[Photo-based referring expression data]
Start of Block
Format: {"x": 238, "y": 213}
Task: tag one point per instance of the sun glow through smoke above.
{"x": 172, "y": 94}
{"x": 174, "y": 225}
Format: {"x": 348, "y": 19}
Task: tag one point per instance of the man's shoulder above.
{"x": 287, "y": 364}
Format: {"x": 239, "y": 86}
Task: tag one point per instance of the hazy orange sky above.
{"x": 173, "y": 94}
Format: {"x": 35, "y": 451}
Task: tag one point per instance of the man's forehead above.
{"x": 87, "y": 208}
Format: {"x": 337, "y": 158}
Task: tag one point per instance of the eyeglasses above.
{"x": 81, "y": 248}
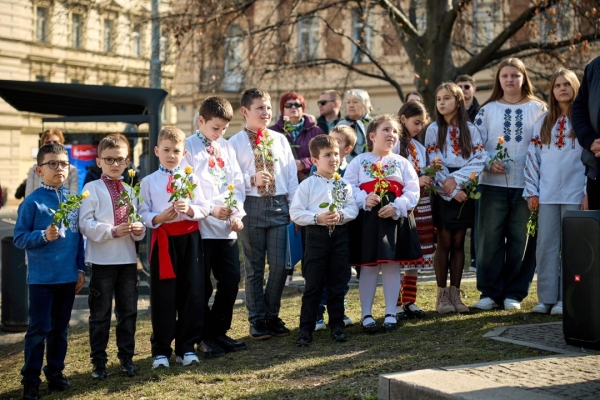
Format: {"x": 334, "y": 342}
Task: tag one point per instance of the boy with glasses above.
{"x": 55, "y": 272}
{"x": 110, "y": 251}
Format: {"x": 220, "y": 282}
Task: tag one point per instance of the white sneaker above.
{"x": 320, "y": 326}
{"x": 511, "y": 304}
{"x": 160, "y": 362}
{"x": 542, "y": 308}
{"x": 486, "y": 303}
{"x": 557, "y": 309}
{"x": 188, "y": 359}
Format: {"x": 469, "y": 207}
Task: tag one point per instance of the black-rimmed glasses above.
{"x": 112, "y": 161}
{"x": 54, "y": 164}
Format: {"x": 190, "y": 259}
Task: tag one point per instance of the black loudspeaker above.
{"x": 581, "y": 278}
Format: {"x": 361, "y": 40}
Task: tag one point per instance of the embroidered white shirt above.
{"x": 317, "y": 190}
{"x": 554, "y": 171}
{"x": 397, "y": 168}
{"x": 216, "y": 171}
{"x": 96, "y": 220}
{"x": 286, "y": 172}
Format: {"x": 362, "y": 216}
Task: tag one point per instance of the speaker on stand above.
{"x": 581, "y": 278}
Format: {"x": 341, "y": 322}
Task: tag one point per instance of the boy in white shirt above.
{"x": 214, "y": 162}
{"x": 110, "y": 253}
{"x": 172, "y": 207}
{"x": 324, "y": 204}
{"x": 270, "y": 180}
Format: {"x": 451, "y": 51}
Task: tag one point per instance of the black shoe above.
{"x": 371, "y": 327}
{"x": 127, "y": 367}
{"x": 59, "y": 382}
{"x": 228, "y": 344}
{"x": 259, "y": 330}
{"x": 210, "y": 349}
{"x": 99, "y": 371}
{"x": 277, "y": 327}
{"x": 338, "y": 335}
{"x": 304, "y": 339}
{"x": 414, "y": 312}
{"x": 31, "y": 391}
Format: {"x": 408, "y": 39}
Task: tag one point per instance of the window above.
{"x": 308, "y": 29}
{"x": 76, "y": 30}
{"x": 362, "y": 33}
{"x": 41, "y": 29}
{"x": 108, "y": 35}
{"x": 136, "y": 38}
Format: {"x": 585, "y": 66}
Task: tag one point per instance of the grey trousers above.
{"x": 549, "y": 263}
{"x": 264, "y": 234}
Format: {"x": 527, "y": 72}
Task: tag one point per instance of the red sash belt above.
{"x": 162, "y": 233}
{"x": 393, "y": 187}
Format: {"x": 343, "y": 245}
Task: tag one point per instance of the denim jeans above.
{"x": 505, "y": 267}
{"x": 122, "y": 281}
{"x": 49, "y": 314}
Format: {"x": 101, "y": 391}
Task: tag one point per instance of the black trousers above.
{"x": 122, "y": 281}
{"x": 177, "y": 305}
{"x": 324, "y": 265}
{"x": 222, "y": 257}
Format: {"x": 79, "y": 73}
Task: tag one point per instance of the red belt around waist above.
{"x": 162, "y": 233}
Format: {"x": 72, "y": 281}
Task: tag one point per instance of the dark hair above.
{"x": 216, "y": 107}
{"x": 321, "y": 142}
{"x": 461, "y": 120}
{"x": 249, "y": 95}
{"x": 409, "y": 110}
{"x": 53, "y": 148}
{"x": 113, "y": 141}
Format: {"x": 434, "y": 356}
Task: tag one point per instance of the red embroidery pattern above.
{"x": 454, "y": 138}
{"x": 114, "y": 190}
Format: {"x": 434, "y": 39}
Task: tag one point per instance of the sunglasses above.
{"x": 54, "y": 164}
{"x": 323, "y": 102}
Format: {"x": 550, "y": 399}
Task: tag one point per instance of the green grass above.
{"x": 277, "y": 369}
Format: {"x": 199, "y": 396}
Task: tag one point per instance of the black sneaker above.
{"x": 338, "y": 335}
{"x": 228, "y": 344}
{"x": 99, "y": 371}
{"x": 127, "y": 367}
{"x": 277, "y": 327}
{"x": 259, "y": 330}
{"x": 59, "y": 382}
{"x": 31, "y": 391}
{"x": 210, "y": 349}
{"x": 304, "y": 339}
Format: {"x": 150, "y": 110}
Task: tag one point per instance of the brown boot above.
{"x": 443, "y": 304}
{"x": 454, "y": 294}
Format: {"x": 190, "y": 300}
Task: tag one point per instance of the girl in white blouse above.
{"x": 554, "y": 179}
{"x": 505, "y": 267}
{"x": 455, "y": 144}
{"x": 386, "y": 189}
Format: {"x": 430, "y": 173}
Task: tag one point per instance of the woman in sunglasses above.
{"x": 34, "y": 180}
{"x": 299, "y": 128}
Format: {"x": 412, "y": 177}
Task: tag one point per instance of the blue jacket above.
{"x": 48, "y": 262}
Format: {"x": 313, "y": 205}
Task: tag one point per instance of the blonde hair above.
{"x": 554, "y": 108}
{"x": 171, "y": 133}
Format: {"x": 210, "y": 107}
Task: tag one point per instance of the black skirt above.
{"x": 375, "y": 240}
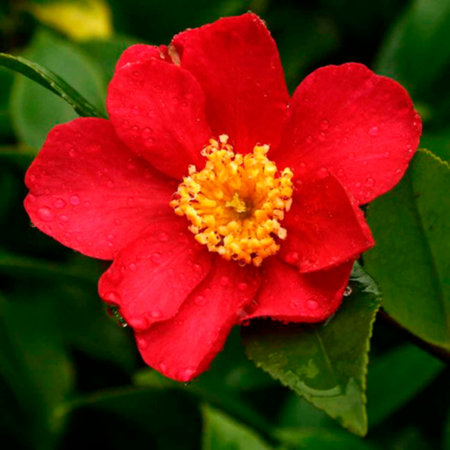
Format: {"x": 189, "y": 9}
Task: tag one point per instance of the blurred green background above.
{"x": 70, "y": 376}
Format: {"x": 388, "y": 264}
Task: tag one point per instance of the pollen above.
{"x": 236, "y": 203}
End of Block
■ Task description ■
An exact, picture-free copy of the entries is required.

■ Exercise response ■
Format: {"x": 238, "y": 213}
Task: tag one point per instance of the sun glow through smoke above.
{"x": 172, "y": 94}
{"x": 174, "y": 225}
Format: {"x": 348, "y": 19}
Task: tag one point per instance of the man's shoulder above.
{"x": 287, "y": 364}
Format: {"x": 239, "y": 86}
Task: tag one point per instance of the hazy orange sky above.
{"x": 173, "y": 94}
Format: {"x": 35, "y": 451}
Task: tag one point per instance of the man's forehead above.
{"x": 87, "y": 208}
Format: {"x": 337, "y": 158}
Task: tag one point per instance of the eyeglasses above.
{"x": 81, "y": 248}
Format: {"x": 334, "y": 342}
Task: tag one point per instance of the boy with glasses above.
{"x": 55, "y": 272}
{"x": 110, "y": 251}
Format: {"x": 220, "y": 282}
Task: tag one point per instance of the white sneaker above.
{"x": 320, "y": 326}
{"x": 511, "y": 304}
{"x": 160, "y": 362}
{"x": 542, "y": 308}
{"x": 486, "y": 303}
{"x": 557, "y": 309}
{"x": 188, "y": 359}
Format: {"x": 469, "y": 207}
Task: tag one point per instance of the black-rimmed glasses above.
{"x": 112, "y": 161}
{"x": 54, "y": 164}
Format: {"x": 190, "y": 259}
Task: tag one point per instance of the black loudspeaker above.
{"x": 581, "y": 278}
Format: {"x": 361, "y": 40}
Task: tag one point per instance of the embroidered white shirt above.
{"x": 317, "y": 190}
{"x": 554, "y": 171}
{"x": 397, "y": 168}
{"x": 216, "y": 171}
{"x": 96, "y": 220}
{"x": 286, "y": 172}
Format: {"x": 362, "y": 216}
Task: tag one point per instance of the speaker on stand above.
{"x": 581, "y": 278}
Format: {"x": 341, "y": 322}
Task: tag one point per instance of the boy in white shirt above.
{"x": 214, "y": 162}
{"x": 110, "y": 253}
{"x": 172, "y": 207}
{"x": 324, "y": 204}
{"x": 270, "y": 180}
Format: {"x": 451, "y": 51}
Task: tag one point per instance of the black shoe above.
{"x": 371, "y": 327}
{"x": 127, "y": 367}
{"x": 59, "y": 382}
{"x": 228, "y": 344}
{"x": 259, "y": 330}
{"x": 210, "y": 349}
{"x": 99, "y": 371}
{"x": 277, "y": 327}
{"x": 338, "y": 335}
{"x": 304, "y": 339}
{"x": 414, "y": 312}
{"x": 31, "y": 391}
Format: {"x": 408, "y": 39}
Task: tag one point per instance of the window above.
{"x": 308, "y": 29}
{"x": 76, "y": 30}
{"x": 362, "y": 33}
{"x": 41, "y": 29}
{"x": 108, "y": 35}
{"x": 136, "y": 38}
Format: {"x": 585, "y": 66}
Task: tag one point per instance of the grey trousers above.
{"x": 549, "y": 263}
{"x": 264, "y": 234}
Format: {"x": 527, "y": 72}
Task: tag one point per instance of the red sash belt above.
{"x": 162, "y": 233}
{"x": 393, "y": 187}
Format: {"x": 343, "y": 245}
Task: tag one point per instance of the denim jeans above.
{"x": 505, "y": 267}
{"x": 122, "y": 281}
{"x": 49, "y": 314}
Format: {"x": 101, "y": 391}
Task: tag one point per instance of the black trousers above.
{"x": 122, "y": 281}
{"x": 177, "y": 305}
{"x": 324, "y": 265}
{"x": 222, "y": 257}
Format: {"x": 79, "y": 73}
Task: tag one point per instance of the red belt around waist above.
{"x": 162, "y": 233}
Format: {"x": 72, "y": 281}
Task: tag one point per instance of the dark hair above.
{"x": 216, "y": 107}
{"x": 321, "y": 142}
{"x": 461, "y": 120}
{"x": 249, "y": 95}
{"x": 409, "y": 110}
{"x": 53, "y": 148}
{"x": 113, "y": 141}
Format: {"x": 434, "y": 356}
Task: tag one point per instance of the red embroidery pattern above.
{"x": 454, "y": 138}
{"x": 114, "y": 190}
Format: {"x": 434, "y": 39}
Task: tag one point per instance of the sunglasses above.
{"x": 54, "y": 164}
{"x": 323, "y": 102}
Format: {"x": 550, "y": 399}
Task: tag one point per instance of the green grass above.
{"x": 277, "y": 369}
Format: {"x": 199, "y": 396}
Task: tag one point per instance of the black sneaker above.
{"x": 338, "y": 335}
{"x": 228, "y": 344}
{"x": 99, "y": 371}
{"x": 127, "y": 367}
{"x": 277, "y": 327}
{"x": 259, "y": 330}
{"x": 59, "y": 382}
{"x": 31, "y": 391}
{"x": 210, "y": 349}
{"x": 304, "y": 339}
Format: {"x": 150, "y": 110}
Task: tag one point per instance of the brown boot above.
{"x": 443, "y": 304}
{"x": 454, "y": 294}
Format: {"x": 190, "y": 300}
Task: tag one point per instance of the girl in white blouse above.
{"x": 554, "y": 179}
{"x": 505, "y": 267}
{"x": 455, "y": 144}
{"x": 386, "y": 189}
Format: {"x": 430, "y": 173}
Task: tag one point per instance of the woman in sunglasses above.
{"x": 34, "y": 180}
{"x": 299, "y": 128}
Format: {"x": 412, "y": 177}
Task: tag one point per instance of the blue jacket above.
{"x": 48, "y": 262}
Format: {"x": 313, "y": 205}
Task: tag one point per instance of the blonde hair above.
{"x": 554, "y": 108}
{"x": 171, "y": 133}
Format: {"x": 210, "y": 107}
Task: tag one point per instance of the black skirt above.
{"x": 375, "y": 240}
Format: {"x": 189, "y": 9}
Task: tag one point per instance of the blurred green background above.
{"x": 70, "y": 376}
Format: {"x": 388, "y": 264}
Task: tag one point per instance of the pollen above.
{"x": 236, "y": 203}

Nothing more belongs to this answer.